Stored dataset items
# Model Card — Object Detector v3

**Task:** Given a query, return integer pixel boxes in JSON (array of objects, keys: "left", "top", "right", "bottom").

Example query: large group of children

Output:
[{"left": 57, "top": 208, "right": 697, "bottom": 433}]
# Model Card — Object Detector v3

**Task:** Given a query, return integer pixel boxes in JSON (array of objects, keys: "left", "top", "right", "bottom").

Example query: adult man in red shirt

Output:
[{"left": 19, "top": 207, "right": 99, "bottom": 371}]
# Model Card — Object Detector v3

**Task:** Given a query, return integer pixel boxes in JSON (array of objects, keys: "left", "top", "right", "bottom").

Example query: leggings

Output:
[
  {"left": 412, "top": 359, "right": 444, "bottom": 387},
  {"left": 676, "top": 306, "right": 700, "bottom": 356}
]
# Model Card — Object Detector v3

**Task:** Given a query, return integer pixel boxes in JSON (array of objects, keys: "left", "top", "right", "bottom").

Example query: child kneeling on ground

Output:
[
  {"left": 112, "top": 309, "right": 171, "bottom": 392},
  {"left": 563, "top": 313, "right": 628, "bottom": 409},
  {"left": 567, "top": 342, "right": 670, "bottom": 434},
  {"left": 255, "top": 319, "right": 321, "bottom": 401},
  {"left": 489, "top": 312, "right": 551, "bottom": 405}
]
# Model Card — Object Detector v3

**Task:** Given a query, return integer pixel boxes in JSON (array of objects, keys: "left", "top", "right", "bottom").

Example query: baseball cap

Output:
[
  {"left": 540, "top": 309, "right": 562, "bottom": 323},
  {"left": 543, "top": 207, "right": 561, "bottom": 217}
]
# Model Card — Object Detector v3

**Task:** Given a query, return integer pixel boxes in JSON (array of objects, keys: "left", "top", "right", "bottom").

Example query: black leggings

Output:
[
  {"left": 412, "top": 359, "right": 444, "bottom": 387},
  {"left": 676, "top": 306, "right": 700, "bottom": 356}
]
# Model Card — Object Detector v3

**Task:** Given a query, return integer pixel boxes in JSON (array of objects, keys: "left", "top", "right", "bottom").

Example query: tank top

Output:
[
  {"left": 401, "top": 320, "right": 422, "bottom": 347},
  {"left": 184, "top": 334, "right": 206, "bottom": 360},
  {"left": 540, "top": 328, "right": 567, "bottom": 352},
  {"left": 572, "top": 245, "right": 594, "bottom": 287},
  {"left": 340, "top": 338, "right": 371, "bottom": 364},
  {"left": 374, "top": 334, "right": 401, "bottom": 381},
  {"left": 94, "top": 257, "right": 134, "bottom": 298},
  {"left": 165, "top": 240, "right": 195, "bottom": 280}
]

# [Written exercise]
Go through the data and return every record exactly.

# [Task solution]
# Model Card — Object Detector v3

**Task:** Given a query, return integer pixel boxes in JSON (array of objects, keys: "left", "top", "right", "bottom").

Example query: large group of children

Output:
[{"left": 57, "top": 208, "right": 697, "bottom": 433}]
# Model Card — Object Detector v3

**Task:** Given a query, return integer pixel boxes in JSON (array of objects, keys: "left", "top", "right", "bottom").

Example query: adult man in red shirt

Output:
[{"left": 19, "top": 207, "right": 99, "bottom": 371}]
# Model Card — Object Detector v3

**Task:** Given a query, return integer pixel boxes in JSON (array of objects, keys: "left", "top", "right", "bottom").

Example query: leggings

Output:
[
  {"left": 412, "top": 359, "right": 444, "bottom": 387},
  {"left": 676, "top": 306, "right": 700, "bottom": 356}
]
# Model Card — Object Detector v3

**Task:** Given a query, return integer pixel boxes in JSON (array of objects, keys: "left", "top", "right", "bottom").

Example query: child kneeling on ground

Output:
[
  {"left": 112, "top": 309, "right": 171, "bottom": 392},
  {"left": 563, "top": 313, "right": 628, "bottom": 409},
  {"left": 567, "top": 342, "right": 670, "bottom": 434},
  {"left": 255, "top": 319, "right": 321, "bottom": 401},
  {"left": 489, "top": 312, "right": 551, "bottom": 405}
]
# Model Card — Object Detector v3

**Task:** Given a query, return integer pixel boxes in JSON (array of objects, keys: "left", "top", "right", "bottom").

Example query: baseball cap

Output:
[
  {"left": 540, "top": 309, "right": 562, "bottom": 323},
  {"left": 543, "top": 207, "right": 561, "bottom": 217}
]
# Model Card — Object Detector v3

**Task:** Given a query, return integer pixel boxes in JSON (array of objects, keys: "left", "top", "right", "bottom").

Example query: black leggings

Output:
[
  {"left": 412, "top": 359, "right": 444, "bottom": 387},
  {"left": 676, "top": 306, "right": 700, "bottom": 356}
]
# Model Card — Object Detector v3

**Task:** Given a query, return integer pixel boxes in JSON (array of objects, keys: "left", "top", "right", "bottom").

Example query: tank top

Output:
[
  {"left": 401, "top": 320, "right": 422, "bottom": 347},
  {"left": 184, "top": 334, "right": 206, "bottom": 360},
  {"left": 540, "top": 328, "right": 567, "bottom": 352},
  {"left": 572, "top": 245, "right": 594, "bottom": 287},
  {"left": 340, "top": 338, "right": 371, "bottom": 364},
  {"left": 374, "top": 334, "right": 401, "bottom": 381},
  {"left": 94, "top": 257, "right": 134, "bottom": 298},
  {"left": 165, "top": 240, "right": 195, "bottom": 280}
]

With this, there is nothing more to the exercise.